Excerpts of annotation records
**********
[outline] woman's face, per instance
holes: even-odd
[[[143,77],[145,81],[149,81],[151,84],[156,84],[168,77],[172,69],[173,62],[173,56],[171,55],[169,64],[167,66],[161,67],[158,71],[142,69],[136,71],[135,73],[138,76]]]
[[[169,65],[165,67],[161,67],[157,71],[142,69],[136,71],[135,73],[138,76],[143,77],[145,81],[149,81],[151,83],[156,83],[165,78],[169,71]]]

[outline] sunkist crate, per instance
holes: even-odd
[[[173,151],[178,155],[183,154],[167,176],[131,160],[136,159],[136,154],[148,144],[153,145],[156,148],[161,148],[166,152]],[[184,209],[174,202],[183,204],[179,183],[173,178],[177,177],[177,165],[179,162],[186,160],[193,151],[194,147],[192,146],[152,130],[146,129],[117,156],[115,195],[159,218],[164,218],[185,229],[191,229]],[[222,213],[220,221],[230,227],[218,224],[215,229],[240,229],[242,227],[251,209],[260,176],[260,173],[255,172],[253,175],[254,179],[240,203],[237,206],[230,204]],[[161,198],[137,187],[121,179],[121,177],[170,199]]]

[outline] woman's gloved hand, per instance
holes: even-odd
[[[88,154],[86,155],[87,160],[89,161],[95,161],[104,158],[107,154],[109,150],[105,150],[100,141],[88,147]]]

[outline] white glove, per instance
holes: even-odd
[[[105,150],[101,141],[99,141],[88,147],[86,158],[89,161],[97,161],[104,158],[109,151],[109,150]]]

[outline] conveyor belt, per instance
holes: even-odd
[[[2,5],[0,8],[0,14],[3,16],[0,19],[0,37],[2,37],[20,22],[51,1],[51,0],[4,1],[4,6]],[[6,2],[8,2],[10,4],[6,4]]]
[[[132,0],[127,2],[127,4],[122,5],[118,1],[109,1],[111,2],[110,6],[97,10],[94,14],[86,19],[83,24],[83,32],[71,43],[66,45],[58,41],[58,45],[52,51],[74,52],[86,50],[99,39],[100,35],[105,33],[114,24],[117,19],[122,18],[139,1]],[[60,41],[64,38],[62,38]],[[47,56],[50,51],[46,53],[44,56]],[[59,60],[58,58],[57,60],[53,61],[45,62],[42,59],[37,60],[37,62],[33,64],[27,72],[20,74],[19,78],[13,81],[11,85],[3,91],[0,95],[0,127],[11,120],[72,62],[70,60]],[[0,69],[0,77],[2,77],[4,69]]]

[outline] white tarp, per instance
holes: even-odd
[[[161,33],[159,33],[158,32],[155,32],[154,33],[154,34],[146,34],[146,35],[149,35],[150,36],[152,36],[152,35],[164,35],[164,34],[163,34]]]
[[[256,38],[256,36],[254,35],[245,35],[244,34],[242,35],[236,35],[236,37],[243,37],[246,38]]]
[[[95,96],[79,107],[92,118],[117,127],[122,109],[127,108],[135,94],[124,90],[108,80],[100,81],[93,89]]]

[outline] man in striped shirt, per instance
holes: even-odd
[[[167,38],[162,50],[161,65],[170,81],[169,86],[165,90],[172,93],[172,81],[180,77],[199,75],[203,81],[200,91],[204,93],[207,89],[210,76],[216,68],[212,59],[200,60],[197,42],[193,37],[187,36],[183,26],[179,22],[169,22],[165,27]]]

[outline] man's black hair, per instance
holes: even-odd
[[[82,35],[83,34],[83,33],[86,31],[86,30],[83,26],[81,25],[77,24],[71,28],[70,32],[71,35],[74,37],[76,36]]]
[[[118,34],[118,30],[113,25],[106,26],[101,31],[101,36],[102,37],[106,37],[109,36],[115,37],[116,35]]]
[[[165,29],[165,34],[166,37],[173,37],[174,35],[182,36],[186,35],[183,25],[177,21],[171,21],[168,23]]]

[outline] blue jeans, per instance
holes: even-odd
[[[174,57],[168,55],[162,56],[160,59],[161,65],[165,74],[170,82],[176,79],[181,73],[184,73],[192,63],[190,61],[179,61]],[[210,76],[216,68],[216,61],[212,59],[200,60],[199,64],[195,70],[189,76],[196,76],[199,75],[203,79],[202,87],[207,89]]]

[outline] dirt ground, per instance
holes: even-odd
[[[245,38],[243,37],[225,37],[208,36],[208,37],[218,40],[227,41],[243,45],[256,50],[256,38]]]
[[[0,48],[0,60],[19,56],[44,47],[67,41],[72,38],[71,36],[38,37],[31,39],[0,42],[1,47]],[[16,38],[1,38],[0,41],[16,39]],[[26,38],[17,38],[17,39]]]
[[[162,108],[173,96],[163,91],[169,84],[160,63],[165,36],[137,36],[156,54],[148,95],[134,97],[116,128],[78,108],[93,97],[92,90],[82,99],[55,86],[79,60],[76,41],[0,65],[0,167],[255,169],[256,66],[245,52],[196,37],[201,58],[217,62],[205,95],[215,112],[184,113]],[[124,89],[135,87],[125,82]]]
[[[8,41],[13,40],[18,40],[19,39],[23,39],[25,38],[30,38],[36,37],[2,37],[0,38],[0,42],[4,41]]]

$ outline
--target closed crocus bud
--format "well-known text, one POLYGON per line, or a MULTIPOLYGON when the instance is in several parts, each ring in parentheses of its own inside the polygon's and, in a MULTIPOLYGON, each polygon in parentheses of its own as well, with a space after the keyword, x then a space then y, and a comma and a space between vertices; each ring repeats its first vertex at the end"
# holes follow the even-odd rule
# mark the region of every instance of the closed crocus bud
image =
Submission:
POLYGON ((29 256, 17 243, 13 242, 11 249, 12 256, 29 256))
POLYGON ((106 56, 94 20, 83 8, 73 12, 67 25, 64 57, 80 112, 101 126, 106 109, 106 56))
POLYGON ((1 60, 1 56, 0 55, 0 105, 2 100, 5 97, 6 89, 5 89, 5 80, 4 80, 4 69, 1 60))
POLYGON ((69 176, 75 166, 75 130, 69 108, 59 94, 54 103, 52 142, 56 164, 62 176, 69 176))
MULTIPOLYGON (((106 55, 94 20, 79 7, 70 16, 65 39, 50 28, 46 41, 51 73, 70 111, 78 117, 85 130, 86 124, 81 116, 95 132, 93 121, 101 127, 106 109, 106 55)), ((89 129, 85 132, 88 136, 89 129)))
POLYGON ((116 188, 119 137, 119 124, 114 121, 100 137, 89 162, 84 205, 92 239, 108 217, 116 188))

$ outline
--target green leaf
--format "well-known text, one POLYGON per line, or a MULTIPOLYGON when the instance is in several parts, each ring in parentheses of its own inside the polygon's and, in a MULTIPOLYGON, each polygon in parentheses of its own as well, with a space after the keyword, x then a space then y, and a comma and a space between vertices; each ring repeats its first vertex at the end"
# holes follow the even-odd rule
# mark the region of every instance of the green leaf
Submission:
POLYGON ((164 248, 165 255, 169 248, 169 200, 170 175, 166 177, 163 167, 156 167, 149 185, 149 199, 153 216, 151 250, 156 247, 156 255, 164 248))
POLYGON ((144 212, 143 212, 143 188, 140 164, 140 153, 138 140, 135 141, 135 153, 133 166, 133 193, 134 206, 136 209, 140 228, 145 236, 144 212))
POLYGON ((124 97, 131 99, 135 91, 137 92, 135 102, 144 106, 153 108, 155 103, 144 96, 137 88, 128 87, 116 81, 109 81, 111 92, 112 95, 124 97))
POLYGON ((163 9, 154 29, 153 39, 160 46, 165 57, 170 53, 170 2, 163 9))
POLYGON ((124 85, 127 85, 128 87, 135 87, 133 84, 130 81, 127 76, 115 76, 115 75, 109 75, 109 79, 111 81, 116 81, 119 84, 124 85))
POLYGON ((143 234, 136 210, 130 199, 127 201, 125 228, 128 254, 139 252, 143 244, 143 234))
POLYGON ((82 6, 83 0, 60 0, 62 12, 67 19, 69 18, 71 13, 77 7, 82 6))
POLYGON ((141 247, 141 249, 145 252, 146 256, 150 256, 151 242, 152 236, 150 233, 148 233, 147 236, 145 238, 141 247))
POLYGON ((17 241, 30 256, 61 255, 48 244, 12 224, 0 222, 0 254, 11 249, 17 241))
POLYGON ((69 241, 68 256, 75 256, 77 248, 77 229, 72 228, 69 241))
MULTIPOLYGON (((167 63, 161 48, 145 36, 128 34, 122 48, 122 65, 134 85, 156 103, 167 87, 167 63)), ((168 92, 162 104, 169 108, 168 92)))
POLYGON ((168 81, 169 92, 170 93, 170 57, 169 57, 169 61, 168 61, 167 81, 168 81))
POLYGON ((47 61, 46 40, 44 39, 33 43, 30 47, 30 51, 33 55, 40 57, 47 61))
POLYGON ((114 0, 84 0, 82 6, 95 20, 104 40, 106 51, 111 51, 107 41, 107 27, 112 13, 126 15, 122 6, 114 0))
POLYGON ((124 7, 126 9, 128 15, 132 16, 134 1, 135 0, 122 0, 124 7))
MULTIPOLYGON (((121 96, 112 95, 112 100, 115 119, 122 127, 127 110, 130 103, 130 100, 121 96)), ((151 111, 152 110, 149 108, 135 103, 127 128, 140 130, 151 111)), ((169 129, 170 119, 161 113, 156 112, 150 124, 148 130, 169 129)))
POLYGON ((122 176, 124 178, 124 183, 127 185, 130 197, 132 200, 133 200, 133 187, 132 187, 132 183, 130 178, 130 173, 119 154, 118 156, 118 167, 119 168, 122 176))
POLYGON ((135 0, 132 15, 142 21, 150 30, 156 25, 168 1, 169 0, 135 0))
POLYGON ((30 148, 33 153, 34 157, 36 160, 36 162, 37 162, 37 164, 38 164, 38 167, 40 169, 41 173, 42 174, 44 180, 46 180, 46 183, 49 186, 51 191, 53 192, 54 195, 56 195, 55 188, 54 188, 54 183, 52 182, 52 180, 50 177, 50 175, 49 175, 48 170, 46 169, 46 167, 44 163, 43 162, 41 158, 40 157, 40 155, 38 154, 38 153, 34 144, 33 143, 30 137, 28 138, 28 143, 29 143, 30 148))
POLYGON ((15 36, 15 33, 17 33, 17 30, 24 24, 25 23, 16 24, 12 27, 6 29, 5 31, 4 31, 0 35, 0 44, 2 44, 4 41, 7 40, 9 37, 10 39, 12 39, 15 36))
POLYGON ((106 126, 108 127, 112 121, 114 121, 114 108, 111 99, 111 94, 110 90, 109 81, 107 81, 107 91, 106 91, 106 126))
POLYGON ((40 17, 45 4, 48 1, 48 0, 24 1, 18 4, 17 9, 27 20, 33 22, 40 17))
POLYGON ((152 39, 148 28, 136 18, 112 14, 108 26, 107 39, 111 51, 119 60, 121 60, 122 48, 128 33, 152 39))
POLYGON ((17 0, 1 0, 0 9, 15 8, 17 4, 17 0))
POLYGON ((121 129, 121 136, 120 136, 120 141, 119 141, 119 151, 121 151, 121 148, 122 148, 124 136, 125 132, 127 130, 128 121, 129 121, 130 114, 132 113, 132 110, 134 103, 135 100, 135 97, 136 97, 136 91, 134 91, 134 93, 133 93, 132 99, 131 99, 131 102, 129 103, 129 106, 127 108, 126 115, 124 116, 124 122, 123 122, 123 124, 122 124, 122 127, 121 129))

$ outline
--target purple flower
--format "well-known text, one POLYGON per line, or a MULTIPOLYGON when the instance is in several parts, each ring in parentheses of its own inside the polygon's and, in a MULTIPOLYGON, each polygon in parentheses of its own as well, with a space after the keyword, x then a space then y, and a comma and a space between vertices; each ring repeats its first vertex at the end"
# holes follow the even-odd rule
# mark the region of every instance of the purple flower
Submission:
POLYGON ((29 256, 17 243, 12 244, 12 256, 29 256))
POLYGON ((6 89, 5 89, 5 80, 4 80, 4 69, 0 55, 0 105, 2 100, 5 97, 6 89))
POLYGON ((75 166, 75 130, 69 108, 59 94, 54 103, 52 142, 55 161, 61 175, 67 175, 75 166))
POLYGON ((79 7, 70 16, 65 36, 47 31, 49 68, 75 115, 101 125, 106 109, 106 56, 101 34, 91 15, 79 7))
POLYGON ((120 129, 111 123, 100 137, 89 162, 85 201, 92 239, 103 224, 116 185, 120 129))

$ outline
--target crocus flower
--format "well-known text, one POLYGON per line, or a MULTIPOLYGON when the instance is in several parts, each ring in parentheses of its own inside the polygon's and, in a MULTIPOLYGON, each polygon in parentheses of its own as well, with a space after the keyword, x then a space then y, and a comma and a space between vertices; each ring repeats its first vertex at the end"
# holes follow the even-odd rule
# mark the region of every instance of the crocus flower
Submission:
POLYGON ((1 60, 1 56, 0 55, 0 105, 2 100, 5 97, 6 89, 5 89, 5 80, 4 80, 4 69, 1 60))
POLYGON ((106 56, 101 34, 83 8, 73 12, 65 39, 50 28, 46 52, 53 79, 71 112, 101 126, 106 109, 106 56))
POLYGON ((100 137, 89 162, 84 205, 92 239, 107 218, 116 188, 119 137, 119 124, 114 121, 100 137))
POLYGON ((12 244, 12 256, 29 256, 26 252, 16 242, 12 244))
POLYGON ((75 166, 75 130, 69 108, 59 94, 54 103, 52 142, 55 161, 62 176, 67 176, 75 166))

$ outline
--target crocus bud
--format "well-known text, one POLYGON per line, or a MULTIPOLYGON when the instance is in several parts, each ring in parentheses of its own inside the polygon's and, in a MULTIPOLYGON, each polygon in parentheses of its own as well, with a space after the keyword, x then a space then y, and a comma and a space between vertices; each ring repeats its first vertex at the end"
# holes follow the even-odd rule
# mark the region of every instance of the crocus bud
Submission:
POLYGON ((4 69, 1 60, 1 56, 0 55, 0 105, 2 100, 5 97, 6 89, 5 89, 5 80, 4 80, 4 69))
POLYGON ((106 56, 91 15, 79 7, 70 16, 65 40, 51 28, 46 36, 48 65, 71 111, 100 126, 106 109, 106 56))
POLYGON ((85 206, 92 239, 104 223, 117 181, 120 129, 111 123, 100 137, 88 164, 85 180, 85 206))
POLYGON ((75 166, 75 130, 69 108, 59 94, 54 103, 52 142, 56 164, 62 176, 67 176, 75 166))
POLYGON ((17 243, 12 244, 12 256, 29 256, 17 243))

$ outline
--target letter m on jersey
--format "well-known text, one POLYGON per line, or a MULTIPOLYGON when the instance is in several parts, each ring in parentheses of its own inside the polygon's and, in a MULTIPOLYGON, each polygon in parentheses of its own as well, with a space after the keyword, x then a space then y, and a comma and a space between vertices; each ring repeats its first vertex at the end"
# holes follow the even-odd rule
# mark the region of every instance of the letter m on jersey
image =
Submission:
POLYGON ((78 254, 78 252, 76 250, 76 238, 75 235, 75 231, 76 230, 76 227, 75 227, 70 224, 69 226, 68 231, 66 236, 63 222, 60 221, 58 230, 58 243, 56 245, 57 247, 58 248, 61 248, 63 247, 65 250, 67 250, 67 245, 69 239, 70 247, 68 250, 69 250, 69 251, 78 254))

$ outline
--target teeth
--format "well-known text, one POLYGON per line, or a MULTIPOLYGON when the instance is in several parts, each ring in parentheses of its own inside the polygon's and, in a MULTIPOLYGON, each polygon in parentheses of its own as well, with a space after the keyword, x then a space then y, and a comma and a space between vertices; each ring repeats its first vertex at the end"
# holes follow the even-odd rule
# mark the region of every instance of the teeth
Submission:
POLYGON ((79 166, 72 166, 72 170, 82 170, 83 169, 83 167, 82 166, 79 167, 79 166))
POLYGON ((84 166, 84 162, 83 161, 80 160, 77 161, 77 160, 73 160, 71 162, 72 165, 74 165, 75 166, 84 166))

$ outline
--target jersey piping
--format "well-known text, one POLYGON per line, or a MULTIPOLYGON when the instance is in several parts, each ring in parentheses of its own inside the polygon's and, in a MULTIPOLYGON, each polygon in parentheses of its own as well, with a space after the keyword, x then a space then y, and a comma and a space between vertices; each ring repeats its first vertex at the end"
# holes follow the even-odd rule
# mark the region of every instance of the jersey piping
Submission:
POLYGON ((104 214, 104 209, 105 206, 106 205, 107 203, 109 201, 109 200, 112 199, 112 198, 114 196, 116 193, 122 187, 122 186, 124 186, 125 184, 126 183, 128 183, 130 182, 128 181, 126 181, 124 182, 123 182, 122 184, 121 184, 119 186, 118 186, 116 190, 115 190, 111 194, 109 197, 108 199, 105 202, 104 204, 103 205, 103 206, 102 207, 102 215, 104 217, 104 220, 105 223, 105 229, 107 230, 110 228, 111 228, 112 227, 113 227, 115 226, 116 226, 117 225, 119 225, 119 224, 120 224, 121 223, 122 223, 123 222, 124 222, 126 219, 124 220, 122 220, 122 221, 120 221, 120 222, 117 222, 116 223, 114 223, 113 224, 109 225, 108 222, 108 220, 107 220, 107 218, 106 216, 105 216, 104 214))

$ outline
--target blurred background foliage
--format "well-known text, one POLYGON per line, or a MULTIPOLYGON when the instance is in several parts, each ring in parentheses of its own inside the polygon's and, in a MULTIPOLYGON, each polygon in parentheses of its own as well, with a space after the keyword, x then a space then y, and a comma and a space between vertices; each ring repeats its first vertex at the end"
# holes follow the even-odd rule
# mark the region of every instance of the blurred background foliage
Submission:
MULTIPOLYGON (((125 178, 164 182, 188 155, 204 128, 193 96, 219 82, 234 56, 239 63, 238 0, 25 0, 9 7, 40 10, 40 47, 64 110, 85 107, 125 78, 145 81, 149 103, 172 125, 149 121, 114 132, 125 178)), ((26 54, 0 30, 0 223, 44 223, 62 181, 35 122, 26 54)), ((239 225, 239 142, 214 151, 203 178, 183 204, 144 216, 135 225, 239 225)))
**********
• **Required work**
Count the lines of the material that contain the string "closed" and give only that number.

• **Output of the exercise**
2